» Supplied text:

★ ★ ★

With this year’s Byron Bay Bluesfest in the bag, our team has returned back to Sydney and Brisbane full of highlights from the epic Easter Weekend of live music that brought together everything from hip hop to jazz, blues to country and almost everything in between. Larry, Andrew and Chris give us their picks of the festival – the best way to combat a festival comedown, no? Reflect on Bluesfest below…
Lukas Nelson and Promise of the Real
With five sets over the festival, Neil Young’s backing band drove a lot of rumors in the lead up to Bluesfest 2016. Whatever hopes had been dashed without any late lineup additions were quickly forgotten within minutes of the band kicking off their set, however, with the stomping blast of Americana/Country quickly gaining favour with the ever-building crowd. Each set was consecutively better attended, culminating in Peter Noble himself confirming the band were the first booking for 2017’s edition of the festival – a testament to how quickly positive word-of-mouth spreads in the Bluesfest community. – Andrew Wade
Houndmouth (Sunday)
I did not know much about this Indiana four-piece going into their set; in fact I only planned to stay for the first few songs before catching another scheduled artist. I sat up the back, but by the end of the second song I was right at the front of the growing audience, cheering along with the fans, who would constantly offer a “Wow”, “Woah” or “Holy shit” at the end of each song, simply because the four musicians on stage just kept going from strength to strength.
For starters – and I realise that this is a big claim – lead vocalist Matt Myers sounds eerily like a youthful Bob Dylan at times, and it’s not even him who stays as the band’s lead for the set. Members Katie Toupin, Zak Appleby, and Shane Cody all take the reins at one point or another, making it seem like Houndmouth is several bands in one, with each vocalist distinctive from their band mates in both sound and style.
Houndmouth Set List
Black Gold
15 Years
Honey Slider
Quiet Man (John Prine Cover)
Northeast Texas Women
Houston Train
Say It
Hey Rose
Darlin’
Gasoline
Sedona
My Cousin Greg
St. Paul and the Broken Bones
I’ve said it once and I’ll say it again – St. Paul and the Broken Bones (who I discovered at SXSW in 2014) are one of the best live bands on the planet right now. With three spectacular performances – including what may be the best cover of The Beatles’ “I Want You (She’s So Heavy)” I’ve ever seen, this Birmingham, Alabama troupe did not disappoint.

★ ★ ★

» Source material:
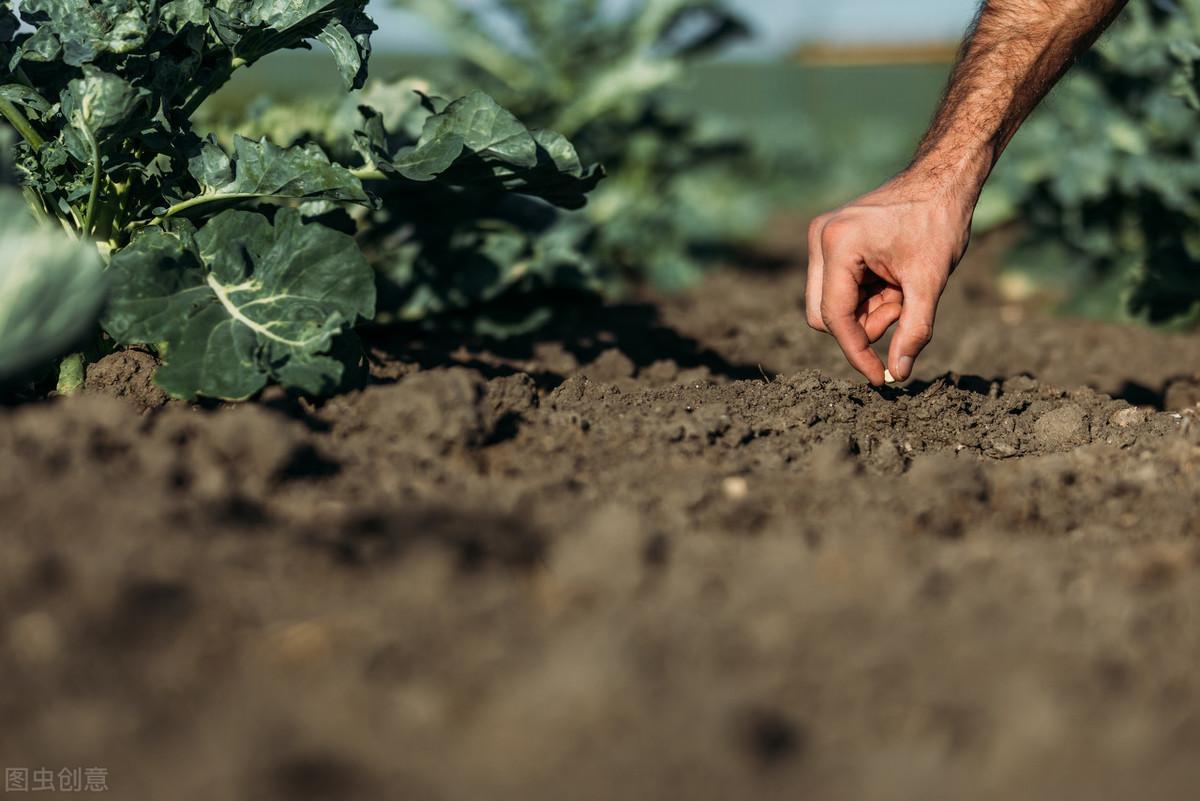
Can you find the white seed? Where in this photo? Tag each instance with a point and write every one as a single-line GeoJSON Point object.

★ ★ ★

» What you are asked to do: Reproduce word for word everything in the Bluesfest recap from "I did not know" down to "strength to strength.".

» Solution to the problem:
I did not know much about this Indiana four-piece going into their set; in fact I only planned to stay for the first few songs before catching another scheduled artist. I sat up the back, but by the end of the second song I was right at the front of the growing audience, cheering along with the fans, who would constantly offer a “Wow”, “Woah” or “Holy shit” at the end of each song, simply because the four musicians on stage just kept going from strength to strength.